* Text section:
====
It is also mising the gold lettering, and third row of dots. Hey look on the bright side atleast it was a gift and you didn't spend $$$ on it.

CBF:w


----------



## y3n0 (Oct 14, 2006)

ComicBookFreak said:


> It is also mising the gold lettering, and third row of dots.


For what its worth, I believe the gold lettering and fifth row of dots started during (or after) the 2003 production year. Nevertheless, the script font looks rather sketchy. :|

Here's CA's reference page for counterfeit Cohibas:

http://www.cigaraficionado.com/Cigar/CA_Static/Counterfeit/count_copage1.html


----------



## ComicBookFreak (Sep 7, 2005)

y3n0 said:


> For what its worth, I believe the gold lettering and fifth row of dots started during (or after) the 2003 production year. Nevertheless, the script font looks rather sketchy. :|
> 
> Here's CA's reference page for counterfeit Cohibas:
> 
> http://www.cigaraficionado.com/Cigar/CA_Static/Counterfeit/count_copage1.html


It did start during the 2003 year. Besides that is a horrible looking band pre '03 or not. Being that aged Cohiba's are an expensive cigar. I figured it was post '02.

Hey, but what do I know, I never somked a Cohiba and I am just a newb. 

CBF:w


----------



## RJT (Feb 12, 2005)

ComicBookFreak said:


> Yeah, It's a FAKE Cohiba! sorry bro.
> 
> CBF:w


:tpd:


----------



## moki (Jan 12, 2004)

It's a fake Cohiba, and not a very well done one at that. I imagine a similar level of "effort" went into the tobacco, too. Prayers sent, if you smoke it.


----------



## Ivory Tower (Nov 18, 2005)

Bee... Ay... Dee: BAD.


----------



## icehog3 (Feb 20, 2005)

It looks "oogy". :r


----------



## Bruce (Dec 31, 1999)

you usually do not see "tooth" on a Cohiba wrapper either. Another give away is the head and cap of the cigar.

PS: And as a rule, unless a band is just absolutely horrid, do not go by the band of a cigar. I could post some Cohiba bands that I have that 90% of the members here would swear they are fake, yet they are original. Cohiba bands have changed several times since the beginning of the Cohiba brand.
No flame or disrespect to our members here.


----------



## JCK (Nov 9, 2006)

thanks everyone for pointing out detail... information is knowledge.


----------



## JCK (Nov 9, 2006)

moki said:


> It's a fake Cohiba, and not a very well done one at that. I imagine a similar level of "effort" went into the tobacco, too. Prayers sent, if you smoke it.
====
* Data listing:
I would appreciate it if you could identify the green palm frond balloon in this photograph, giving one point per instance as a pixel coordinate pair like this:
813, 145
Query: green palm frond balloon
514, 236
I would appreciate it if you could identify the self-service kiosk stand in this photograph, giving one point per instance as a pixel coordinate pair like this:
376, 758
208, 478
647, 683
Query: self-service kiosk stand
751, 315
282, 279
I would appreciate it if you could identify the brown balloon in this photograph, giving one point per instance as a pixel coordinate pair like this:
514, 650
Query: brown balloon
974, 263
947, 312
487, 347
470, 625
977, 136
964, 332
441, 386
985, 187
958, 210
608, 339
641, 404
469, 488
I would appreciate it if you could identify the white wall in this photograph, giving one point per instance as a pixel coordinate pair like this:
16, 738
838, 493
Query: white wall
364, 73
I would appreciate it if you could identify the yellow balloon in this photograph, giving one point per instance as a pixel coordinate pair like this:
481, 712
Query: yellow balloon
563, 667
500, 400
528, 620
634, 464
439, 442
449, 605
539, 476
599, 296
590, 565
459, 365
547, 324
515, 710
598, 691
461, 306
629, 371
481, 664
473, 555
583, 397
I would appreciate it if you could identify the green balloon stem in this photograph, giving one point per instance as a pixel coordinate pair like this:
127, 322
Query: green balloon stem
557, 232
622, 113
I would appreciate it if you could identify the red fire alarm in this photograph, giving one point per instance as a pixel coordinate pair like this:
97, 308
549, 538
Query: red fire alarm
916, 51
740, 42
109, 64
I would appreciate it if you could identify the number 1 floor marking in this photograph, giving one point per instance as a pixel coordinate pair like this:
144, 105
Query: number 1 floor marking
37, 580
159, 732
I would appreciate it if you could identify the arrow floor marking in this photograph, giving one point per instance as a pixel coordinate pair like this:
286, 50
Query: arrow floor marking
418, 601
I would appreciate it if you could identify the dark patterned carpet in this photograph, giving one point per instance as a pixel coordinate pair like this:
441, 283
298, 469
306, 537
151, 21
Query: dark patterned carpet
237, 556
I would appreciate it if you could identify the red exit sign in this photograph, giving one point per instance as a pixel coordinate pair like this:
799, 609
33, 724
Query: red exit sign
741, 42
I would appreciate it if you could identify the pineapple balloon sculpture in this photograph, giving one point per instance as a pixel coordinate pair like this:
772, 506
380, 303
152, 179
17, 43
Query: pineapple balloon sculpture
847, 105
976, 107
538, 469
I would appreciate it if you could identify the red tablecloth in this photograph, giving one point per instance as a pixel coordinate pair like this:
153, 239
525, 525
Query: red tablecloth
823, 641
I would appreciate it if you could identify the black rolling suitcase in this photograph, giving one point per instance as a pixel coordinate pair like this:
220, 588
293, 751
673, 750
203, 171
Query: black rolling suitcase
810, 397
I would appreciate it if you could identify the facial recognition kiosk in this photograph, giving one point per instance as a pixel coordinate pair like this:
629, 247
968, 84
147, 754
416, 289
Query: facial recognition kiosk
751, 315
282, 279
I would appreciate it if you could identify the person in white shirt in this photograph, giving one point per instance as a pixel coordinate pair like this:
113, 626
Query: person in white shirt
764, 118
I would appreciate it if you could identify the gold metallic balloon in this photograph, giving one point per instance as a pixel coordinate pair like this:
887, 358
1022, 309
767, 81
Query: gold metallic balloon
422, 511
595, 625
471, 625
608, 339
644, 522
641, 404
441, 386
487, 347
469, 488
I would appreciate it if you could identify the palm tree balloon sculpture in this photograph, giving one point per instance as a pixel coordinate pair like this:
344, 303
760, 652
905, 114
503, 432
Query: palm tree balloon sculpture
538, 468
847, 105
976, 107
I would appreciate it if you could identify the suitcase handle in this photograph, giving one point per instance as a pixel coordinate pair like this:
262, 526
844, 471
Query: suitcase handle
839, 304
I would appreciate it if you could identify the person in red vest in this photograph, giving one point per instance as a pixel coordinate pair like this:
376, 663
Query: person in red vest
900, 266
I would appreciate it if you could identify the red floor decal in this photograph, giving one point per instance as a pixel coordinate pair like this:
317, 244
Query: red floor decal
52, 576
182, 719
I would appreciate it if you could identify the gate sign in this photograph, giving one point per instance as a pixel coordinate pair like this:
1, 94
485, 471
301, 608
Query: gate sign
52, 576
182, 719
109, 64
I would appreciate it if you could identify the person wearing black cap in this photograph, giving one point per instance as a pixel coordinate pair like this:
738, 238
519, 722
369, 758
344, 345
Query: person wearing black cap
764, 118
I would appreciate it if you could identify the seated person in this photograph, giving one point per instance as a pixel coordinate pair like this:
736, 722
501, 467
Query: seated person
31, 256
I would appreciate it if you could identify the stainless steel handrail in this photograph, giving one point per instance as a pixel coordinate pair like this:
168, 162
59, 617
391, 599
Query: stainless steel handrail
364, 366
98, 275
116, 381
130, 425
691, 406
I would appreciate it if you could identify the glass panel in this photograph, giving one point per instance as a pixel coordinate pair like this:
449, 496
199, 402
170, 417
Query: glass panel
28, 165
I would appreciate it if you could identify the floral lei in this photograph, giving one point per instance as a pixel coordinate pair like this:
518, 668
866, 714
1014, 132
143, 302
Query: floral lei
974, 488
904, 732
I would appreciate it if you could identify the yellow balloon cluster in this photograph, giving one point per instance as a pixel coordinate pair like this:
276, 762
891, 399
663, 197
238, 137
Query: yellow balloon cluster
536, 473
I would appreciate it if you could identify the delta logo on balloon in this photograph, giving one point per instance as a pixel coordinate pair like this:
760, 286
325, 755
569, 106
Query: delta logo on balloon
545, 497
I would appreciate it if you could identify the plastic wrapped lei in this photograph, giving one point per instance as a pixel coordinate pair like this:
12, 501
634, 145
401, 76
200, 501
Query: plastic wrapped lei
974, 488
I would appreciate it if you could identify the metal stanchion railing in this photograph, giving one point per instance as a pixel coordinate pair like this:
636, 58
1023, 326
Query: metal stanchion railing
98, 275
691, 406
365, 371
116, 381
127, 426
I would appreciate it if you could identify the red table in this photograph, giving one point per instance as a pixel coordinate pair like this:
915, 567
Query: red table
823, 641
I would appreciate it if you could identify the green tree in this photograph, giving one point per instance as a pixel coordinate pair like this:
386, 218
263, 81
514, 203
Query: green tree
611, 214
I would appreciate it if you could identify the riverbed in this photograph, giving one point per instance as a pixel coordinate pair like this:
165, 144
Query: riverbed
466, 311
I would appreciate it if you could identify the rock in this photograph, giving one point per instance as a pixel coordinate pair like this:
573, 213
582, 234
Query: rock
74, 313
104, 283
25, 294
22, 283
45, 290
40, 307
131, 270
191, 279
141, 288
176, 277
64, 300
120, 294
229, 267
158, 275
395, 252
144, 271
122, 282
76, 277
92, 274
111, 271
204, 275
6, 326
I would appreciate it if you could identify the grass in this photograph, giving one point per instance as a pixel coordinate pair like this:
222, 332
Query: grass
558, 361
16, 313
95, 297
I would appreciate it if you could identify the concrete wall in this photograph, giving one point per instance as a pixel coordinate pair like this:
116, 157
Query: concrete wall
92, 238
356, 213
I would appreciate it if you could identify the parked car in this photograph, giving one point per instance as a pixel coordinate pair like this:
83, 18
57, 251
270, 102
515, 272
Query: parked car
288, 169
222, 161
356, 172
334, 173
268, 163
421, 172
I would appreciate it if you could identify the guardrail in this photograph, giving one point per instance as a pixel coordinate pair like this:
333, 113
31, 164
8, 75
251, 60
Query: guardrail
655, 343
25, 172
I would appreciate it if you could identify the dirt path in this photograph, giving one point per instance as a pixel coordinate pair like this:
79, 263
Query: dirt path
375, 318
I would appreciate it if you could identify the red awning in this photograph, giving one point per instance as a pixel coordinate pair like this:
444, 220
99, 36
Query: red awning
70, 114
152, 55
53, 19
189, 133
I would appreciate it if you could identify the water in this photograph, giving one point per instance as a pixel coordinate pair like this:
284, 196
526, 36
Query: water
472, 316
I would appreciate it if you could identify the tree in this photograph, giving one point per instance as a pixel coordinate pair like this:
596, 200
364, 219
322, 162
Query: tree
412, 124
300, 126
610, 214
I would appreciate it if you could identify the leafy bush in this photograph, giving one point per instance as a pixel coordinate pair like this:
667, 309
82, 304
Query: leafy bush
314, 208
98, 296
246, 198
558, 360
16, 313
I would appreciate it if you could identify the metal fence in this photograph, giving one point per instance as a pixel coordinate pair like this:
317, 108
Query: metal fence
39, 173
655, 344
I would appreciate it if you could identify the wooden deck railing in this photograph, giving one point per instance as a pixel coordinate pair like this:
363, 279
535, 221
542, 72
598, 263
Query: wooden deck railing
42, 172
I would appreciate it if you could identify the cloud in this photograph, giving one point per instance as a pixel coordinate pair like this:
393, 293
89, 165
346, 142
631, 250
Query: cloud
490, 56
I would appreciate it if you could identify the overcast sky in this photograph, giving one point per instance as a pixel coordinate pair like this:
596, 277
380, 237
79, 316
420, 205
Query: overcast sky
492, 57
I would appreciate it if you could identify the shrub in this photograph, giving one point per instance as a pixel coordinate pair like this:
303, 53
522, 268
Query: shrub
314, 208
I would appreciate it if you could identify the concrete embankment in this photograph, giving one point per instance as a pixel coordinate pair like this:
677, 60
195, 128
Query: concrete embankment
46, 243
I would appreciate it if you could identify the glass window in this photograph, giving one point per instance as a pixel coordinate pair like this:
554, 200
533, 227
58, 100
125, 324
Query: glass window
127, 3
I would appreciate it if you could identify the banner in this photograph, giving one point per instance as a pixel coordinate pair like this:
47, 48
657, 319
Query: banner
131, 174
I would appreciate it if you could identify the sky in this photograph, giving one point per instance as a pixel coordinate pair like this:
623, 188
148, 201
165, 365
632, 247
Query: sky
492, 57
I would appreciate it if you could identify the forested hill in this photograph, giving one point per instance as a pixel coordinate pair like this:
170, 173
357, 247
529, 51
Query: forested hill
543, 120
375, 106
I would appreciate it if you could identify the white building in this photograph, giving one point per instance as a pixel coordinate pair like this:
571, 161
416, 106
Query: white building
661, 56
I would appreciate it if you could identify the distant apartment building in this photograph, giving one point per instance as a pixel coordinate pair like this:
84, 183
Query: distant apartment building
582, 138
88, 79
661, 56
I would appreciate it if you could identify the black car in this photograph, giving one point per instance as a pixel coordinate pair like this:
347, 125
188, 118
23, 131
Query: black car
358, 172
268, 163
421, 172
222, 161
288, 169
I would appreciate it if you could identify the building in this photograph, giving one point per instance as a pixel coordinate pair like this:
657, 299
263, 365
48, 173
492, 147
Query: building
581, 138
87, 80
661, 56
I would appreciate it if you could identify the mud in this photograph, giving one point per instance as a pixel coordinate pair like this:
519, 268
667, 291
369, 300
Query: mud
====
* Exercises to complete:
1. List each distinct username that appears in a post heading (the lines beginning with ##) in the cigar thread above.
2. Print the part of the cigar thread from "It did start" to "was post '02.".

* Correct answers:
1.
y3n0
ComicBookFreak
RJT
moki
Ivory Tower
icehog3
Bruce
JCK

2.
It did start during the 2003 year. Besides that is a horrible looking band pre '03 or not. Being that aged Cohiba's are an expensive cigar. I figured it was post '02.